Problem to solve »
Please reproduce, exactly and in full, the lines running from the one that contains "Task: place one point on each instance of the crowd" to the end of the entries.

Stored entries:
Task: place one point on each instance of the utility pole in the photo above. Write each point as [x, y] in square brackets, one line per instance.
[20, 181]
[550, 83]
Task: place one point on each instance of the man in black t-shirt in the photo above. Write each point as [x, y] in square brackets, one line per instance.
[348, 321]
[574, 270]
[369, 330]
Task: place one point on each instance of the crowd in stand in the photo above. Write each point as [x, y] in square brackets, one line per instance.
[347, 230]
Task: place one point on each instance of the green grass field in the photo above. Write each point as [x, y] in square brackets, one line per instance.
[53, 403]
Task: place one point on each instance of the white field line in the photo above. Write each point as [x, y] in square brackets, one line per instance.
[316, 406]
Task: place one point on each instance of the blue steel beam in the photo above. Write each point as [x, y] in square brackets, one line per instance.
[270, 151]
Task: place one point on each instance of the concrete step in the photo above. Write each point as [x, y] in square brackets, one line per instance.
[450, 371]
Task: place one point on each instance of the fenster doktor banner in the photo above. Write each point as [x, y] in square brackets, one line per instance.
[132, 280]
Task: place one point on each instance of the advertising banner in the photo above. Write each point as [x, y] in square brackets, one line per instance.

Solution to this task »
Task: place one point on each instance of the crowd in stand in the photo above. Write each point as [x, y] in square brackets, one line per instance.
[347, 230]
Task: place one point on each instance of the green grass field in the photo above. Write each point as [x, y] in square brackets, one line per instance.
[53, 403]
Task: place one point on each instance of the white field line in the photo above. Write each point as [x, y] in square brackets, one line per instance.
[316, 406]
Task: place one point on each instance of the blue steel beam in the photo above. Write each point as [x, y] in square brackets, one line per instance.
[270, 151]
Task: place one point on each instance of the concrete step in the photo above. Write each point as [x, y] in square brackets, one line per instance.
[450, 371]
Task: place one point on each instance of the fenster doktor banner in the photo above. Write each point as [x, y] in square brackets, one line per instance.
[132, 280]
Task: place one point on each instance of the advertising banner in the photo above. Write each point as [x, y] in square brackets, one line per instance.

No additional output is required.